#### INSTRUCTIONS TO FOLLOW
Continue the passage on the 28O nucleus simulations, picking up after its final sentence.

#### PAGE EXCERPT
Through advanced simulation studies on ORNL’s Summit supercomputer, Gaute Hagen, Thomas Papenbrock and Zhonghao Sun at ORNL; Andreas Ekström, Christian Forssén and Weiguang Jiang at Chalmers University of Technology; and Ian Vernon at Durham University confirmed with 98% probability that 28O is not a bound nucleus. But Hagen’s team also had bigger theoretical questions in mind, beyond determining if neutrons were unbound in 28O.

“From a theory point of view, it’s been interesting to address how this kind of exotic nucleus can be described from underlying microscopic forces between nucleons. What kinds of forces play significant roles in this very extreme region of the nuclear chart?” Hagen said. “Is it possible, with our current understanding of the strong nuclear force, to describe such a very exotic nucleus from what we call a first-principles approach? And if not, what could this experiment inform us about what might potentially be missing in the description of such exotic matter?”

The team could have simulated 28O and its direct decay of four neutrons by using computations that start from first principles — the physical laws that determine how matter and energy interact on a subatomic level — but that would have required lengthy computing time. To overcome that hurdle, Hagen used an emulator algorithm, which is a computational technique he developed with Ekström for a previous project. These algorithms are trained to address selected sets of parameters and emulate first-principles calculations to solve the problem at lower fidelity, which reduces computational cost. Then, using a statistical approach called “history matching,” the team crosschecked the models against other experiment data to iteratively produce an accurate model.

#### GIVEN INFORMATION
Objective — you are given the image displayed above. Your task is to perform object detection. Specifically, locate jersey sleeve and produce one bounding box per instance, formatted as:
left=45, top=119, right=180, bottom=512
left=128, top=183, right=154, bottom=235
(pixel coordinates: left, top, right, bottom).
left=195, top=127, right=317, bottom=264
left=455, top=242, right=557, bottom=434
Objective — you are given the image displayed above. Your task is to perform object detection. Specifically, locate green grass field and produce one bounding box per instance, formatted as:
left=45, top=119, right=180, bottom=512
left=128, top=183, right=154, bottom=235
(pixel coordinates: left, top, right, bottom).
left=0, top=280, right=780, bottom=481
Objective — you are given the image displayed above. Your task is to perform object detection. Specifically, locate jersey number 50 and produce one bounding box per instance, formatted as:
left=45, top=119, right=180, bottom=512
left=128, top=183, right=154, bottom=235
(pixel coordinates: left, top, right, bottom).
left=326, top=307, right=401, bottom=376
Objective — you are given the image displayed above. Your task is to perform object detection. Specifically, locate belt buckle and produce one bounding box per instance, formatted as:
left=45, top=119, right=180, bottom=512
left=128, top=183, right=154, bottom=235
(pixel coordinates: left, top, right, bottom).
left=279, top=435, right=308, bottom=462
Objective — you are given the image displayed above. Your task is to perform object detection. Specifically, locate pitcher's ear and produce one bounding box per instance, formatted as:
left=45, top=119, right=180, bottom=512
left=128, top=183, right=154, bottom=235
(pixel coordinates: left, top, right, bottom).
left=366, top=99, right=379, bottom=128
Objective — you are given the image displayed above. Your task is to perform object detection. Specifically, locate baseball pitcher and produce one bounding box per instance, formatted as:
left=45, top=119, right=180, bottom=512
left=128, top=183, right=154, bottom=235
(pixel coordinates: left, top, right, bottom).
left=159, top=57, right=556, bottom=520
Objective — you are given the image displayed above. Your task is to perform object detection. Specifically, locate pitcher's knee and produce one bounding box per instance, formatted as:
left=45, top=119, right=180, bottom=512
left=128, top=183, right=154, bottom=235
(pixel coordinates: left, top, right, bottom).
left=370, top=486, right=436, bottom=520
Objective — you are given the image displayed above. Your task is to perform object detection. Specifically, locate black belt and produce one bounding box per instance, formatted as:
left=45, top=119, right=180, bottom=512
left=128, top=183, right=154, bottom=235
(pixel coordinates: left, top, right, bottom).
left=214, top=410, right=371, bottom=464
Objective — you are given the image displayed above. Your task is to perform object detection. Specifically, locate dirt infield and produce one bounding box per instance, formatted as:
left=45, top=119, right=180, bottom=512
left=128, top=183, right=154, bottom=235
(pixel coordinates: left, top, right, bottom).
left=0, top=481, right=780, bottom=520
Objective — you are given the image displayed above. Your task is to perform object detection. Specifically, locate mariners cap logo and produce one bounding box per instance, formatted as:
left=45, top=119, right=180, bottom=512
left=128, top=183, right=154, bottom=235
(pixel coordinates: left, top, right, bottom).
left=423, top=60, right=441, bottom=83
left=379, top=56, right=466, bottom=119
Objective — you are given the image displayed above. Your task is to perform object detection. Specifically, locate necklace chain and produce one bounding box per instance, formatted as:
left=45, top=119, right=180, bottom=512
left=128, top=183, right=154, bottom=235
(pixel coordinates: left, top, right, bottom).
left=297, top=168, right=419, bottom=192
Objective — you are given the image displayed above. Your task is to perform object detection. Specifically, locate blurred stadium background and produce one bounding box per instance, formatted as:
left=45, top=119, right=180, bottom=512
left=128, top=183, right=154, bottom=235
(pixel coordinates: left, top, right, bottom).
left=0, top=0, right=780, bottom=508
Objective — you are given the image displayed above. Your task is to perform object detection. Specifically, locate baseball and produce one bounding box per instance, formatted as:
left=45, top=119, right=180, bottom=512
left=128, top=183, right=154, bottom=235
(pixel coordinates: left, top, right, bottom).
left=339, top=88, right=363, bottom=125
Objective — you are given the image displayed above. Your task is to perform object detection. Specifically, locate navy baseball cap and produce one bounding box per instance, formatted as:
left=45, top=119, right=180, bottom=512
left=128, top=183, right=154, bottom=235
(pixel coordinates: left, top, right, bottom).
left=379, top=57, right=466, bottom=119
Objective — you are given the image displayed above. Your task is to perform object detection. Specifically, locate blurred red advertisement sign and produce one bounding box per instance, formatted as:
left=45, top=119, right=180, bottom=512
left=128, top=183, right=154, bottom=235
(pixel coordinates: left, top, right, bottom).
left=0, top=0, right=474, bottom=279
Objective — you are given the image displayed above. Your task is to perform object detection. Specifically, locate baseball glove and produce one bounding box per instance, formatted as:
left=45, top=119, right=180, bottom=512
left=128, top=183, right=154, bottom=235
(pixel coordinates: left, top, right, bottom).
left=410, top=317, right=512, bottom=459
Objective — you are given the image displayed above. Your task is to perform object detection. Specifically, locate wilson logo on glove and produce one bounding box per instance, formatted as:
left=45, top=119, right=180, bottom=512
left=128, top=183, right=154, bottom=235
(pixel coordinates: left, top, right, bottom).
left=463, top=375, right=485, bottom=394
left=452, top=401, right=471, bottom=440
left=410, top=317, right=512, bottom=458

#### RESULT BELOW
Without the emulators, one first-principles calculation would have taken a couple of hours on the 200-petaflop Summit, which is managed by the Oak Ridge Leadership Computing Facility, a DOE Office of Science user facility. For the 28O study, the ORNL team conducted 100 million evaluations over a few days.

“These emulators cost orders of magnitude less in computing resources, so we can perform 1 million emulations in a few minutes or up to an hour using just a laptop computer. If you were to do the same calculations from first principles, it would take more than a year on Summit,” Hagen said.

“We are learning how nuclei behave under extreme conditions and also how to describe them from first-principle approaches, which is now made possible by access to supercomputing. It’s opening a whole new avenue of possibilities in describing nuclei, making predictions and quantifying uncertainties.”

The project’s findings will contribute to exciting new research in nuclear physics that is examining the outer regions of the nuclear chart to learn more about rare isotopes and their properties. The DOE Office of Science has launched its newest user facility, the Facility for Rare Isotope Beams, at Michigan State University. It is dedicated to advancing such investigations, which may someday revise or amend current nuclear models.

“The traditional shell model approach to nuclei does not apply as you go toward the limits of the nuclear chart,” Hagen said. “You have this melting of traditional shells and other structure effects starting to play roles. This leads to a very different description than known from the standard textbooks. In that sense, new phenomena emerge, and small details of the strong nuclear force start to play a role in determining the limits of the nuclear chart.”

The work was conducted as part of Hagen’s ongoing project, Ab initio Nuclear Structure and Nuclear Reactions. Compute time for this project was awarded by the Innovative and Novel Computational Impact on Theory and Experiment program, which is jointly managed by the DOE’s Leadership Computing Facilities at Argonne National Laboratory and ORNL. DOE’s Office of Science supported the research.